***** Data extract

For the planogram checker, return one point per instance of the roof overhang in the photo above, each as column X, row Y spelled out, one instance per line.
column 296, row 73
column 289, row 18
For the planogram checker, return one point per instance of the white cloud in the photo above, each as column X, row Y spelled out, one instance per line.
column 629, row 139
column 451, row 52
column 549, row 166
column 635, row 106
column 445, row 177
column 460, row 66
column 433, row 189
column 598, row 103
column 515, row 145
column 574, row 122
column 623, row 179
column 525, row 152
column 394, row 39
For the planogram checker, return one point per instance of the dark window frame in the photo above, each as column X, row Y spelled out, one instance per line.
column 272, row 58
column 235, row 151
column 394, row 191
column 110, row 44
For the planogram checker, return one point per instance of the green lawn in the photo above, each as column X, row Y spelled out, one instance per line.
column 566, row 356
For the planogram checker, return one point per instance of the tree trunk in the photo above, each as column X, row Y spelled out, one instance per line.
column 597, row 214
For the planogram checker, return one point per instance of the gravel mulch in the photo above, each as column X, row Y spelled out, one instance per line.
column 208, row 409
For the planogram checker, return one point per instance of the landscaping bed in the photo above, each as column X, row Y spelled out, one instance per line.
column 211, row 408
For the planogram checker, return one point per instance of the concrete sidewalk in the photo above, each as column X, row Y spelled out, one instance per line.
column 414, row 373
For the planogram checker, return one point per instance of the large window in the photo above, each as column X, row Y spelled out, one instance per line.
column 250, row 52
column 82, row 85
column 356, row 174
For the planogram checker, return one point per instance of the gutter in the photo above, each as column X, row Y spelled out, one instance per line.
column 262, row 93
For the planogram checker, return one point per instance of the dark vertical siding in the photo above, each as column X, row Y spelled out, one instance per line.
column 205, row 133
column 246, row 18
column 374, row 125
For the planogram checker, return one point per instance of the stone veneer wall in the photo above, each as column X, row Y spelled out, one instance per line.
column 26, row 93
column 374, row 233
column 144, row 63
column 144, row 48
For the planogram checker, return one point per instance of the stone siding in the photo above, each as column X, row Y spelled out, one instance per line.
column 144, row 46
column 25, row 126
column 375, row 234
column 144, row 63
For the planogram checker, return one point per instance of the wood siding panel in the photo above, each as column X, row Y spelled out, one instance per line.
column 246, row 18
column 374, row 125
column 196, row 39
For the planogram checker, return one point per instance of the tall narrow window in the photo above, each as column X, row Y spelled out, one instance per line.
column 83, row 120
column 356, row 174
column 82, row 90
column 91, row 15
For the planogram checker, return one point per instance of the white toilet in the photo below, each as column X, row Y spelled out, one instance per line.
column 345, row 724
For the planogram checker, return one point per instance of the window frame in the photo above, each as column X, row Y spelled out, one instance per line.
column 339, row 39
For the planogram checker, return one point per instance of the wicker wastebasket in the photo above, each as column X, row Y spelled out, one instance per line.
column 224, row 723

**********

**Exercise requirements:** Copy all of the records above word for word, keeping every line in its original order.

**Written answer:**
For the planogram checker, return one point per instance of the roof overhang in the photo above, each as column X, row Y spelled out, one instance per line.
column 296, row 73
column 289, row 18
For the planogram checker, return one point per instance of the white cloud in the photo above, each as column X, row Y spelled out, one instance per line.
column 629, row 139
column 451, row 52
column 549, row 166
column 635, row 106
column 445, row 177
column 460, row 66
column 433, row 189
column 598, row 103
column 515, row 145
column 574, row 122
column 623, row 179
column 525, row 152
column 394, row 39
For the planogram checker, return one point per instance of the dark window frame in the photo above, each as column X, row Y spelled out, one instance per line.
column 272, row 58
column 235, row 151
column 394, row 191
column 110, row 44
For the planogram checker, return one point per instance of the green lawn in the photo above, each as column X, row Y spelled out, one instance per line.
column 566, row 356
For the planogram checker, return one point per instance of the tree trunk in the photo above, each as column X, row Y spelled out, one instance per line.
column 597, row 214
For the planogram checker, return one point per instance of the gravel mulch in the photo above, each as column X, row Y spelled out, one instance per line.
column 208, row 409
For the planogram checker, return one point per instance of the landscaping bed in the photo above, each as column X, row Y spelled out, one instance per line.
column 211, row 408
For the planogram checker, return one point per instance of the concrete sidewalk in the photo above, each as column X, row Y spelled out, one instance per line.
column 414, row 373
For the planogram checker, return one point per instance of the large window in the photo above, each as column X, row Y spelled out, one instance per line.
column 250, row 52
column 82, row 85
column 356, row 174
For the planogram checker, return one point per instance of the gutter in the photo above, each as column X, row Y spelled out, one instance per line.
column 262, row 93
For the planogram checker, return one point per instance of the dark vertical siding in the photo above, each as column X, row Y spelled out, one instance per line.
column 205, row 133
column 246, row 18
column 374, row 125
For the planogram checker, return one point per instance of the stone veneer wall in the photo above, each as column X, row Y spelled out, one instance per line.
column 26, row 93
column 374, row 233
column 144, row 63
column 144, row 48
For the planogram checker, return one point per instance of the stone siding in the photo above, each as column X, row Y spelled out, one instance per line.
column 144, row 46
column 25, row 126
column 375, row 234
column 144, row 63
For the planogram checker, return one point per instance of the wood siding panel in the photo above, each as column X, row Y spelled out, one instance per line.
column 246, row 18
column 374, row 125
column 196, row 39
For the planogram checker, return one point per instance of the tall narrow window in the photo above, each as column X, row Y spelled out, one instance per line.
column 83, row 120
column 356, row 174
column 82, row 90
column 91, row 15
For the planogram checker, return one point per instance of the white toilet in the photo below, each as column X, row Y spelled out, one instance per line.
column 345, row 724
For the planogram checker, return one point per instance of the window frame in the photo above, each as column X, row Y spelled out, one instance per line.
column 339, row 39
For the planogram checker, return one point per instance of the wicker wastebasket in the photo above, each as column X, row Y spelled out, one instance per line.
column 224, row 723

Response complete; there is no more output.